### [Material for this exercise]
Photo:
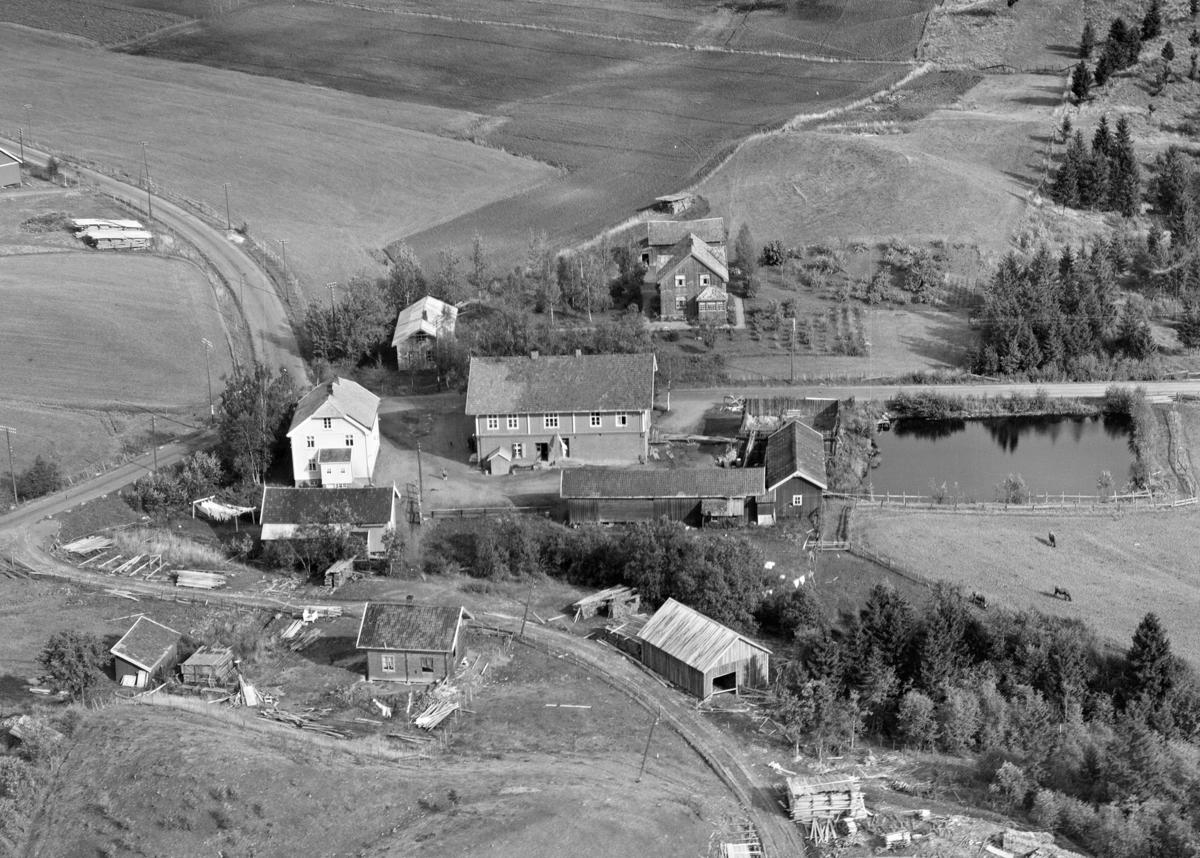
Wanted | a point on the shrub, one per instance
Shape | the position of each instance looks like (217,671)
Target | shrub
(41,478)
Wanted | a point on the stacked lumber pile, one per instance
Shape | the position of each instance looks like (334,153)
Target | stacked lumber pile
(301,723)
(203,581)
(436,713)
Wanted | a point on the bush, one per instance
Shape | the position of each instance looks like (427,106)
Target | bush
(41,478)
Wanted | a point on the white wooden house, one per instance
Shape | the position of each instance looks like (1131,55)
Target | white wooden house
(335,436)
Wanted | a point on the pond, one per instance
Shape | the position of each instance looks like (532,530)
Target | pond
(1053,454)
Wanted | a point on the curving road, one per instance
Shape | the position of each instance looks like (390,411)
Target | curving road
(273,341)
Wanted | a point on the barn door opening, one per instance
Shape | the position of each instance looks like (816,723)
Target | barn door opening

### [Exercise description]
Copy all of the rows above word for word, leaving out the pictures.

### [Result for this exercise]
Photo:
Wanted | a point on the shrub, one per instance
Shape | the position of each instance looks like (217,671)
Target | shrub
(41,478)
Wanted | a point on the stacked lumber pile, one per instance
Shape | the position of each instance looks like (334,153)
Target | stacked lumber pile
(301,723)
(203,581)
(436,713)
Wanted | a point on the bush, one per instance
Shape | the position of each instance looks like (427,106)
Target | bush
(41,478)
Wanted | a point on the white wooden house, one per instance
Shape | the position of each instance looks like (1131,55)
Target | white wooden house
(335,436)
Wanted | a point on the pond, one per instance
Shape | the position of each instance looks like (532,530)
Target | pond
(1053,454)
Wanted | a point on the curving road, one per instance
Shape | the position of each instance looks like (390,411)
Target | curving road
(273,341)
Wanted | a point on the barn door opening, one per instance
Shape | the position of each instance looks like (816,723)
Target | barn door opening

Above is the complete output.